======== Record list ========

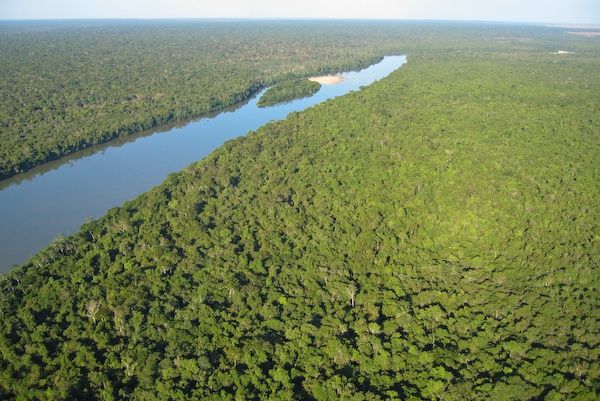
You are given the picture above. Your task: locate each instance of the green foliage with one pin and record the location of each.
(432, 236)
(66, 86)
(287, 91)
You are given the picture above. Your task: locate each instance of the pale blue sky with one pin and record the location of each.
(573, 11)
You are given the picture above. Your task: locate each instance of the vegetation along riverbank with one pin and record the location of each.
(432, 236)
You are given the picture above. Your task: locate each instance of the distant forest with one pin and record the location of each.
(434, 236)
(288, 90)
(65, 87)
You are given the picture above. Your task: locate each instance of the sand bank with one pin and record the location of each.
(327, 79)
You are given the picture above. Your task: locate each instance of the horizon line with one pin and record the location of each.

========

### Task description
Please put every line of the records above into a Markdown table with the columns "Row" and "Line," skipping blank lines. Leave the pictures out of the table.

### Expected answer
| Row | Line |
|---|---|
| 1 | You are given the picture above. Your task: locate each instance of the green foliage with one pin and record the location of each. |
| 2 | (432, 236) |
| 3 | (66, 86) |
| 4 | (287, 91) |
| 5 | You are given the picture above. Your task: locate each instance of the pale blue sky with one pin and record the location of each. |
| 6 | (573, 11) |
| 7 | You are given the picture above. Your task: locate each instance of the vegetation along riverbank with one pin and record the location of each. |
| 8 | (432, 236) |
| 9 | You are given the picture above. Your task: locate each instance of the distant forest with one pin and record the location of each. |
| 10 | (434, 236) |
| 11 | (288, 90) |
| 12 | (65, 87) |
| 13 | You are given the picture above. Your task: locate each instance of the sand bank with one pin and record the location of each. |
| 14 | (327, 79) |
| 15 | You are given the picture above. Your task: locate each instance of the horizon line with one pin and record the location of each. |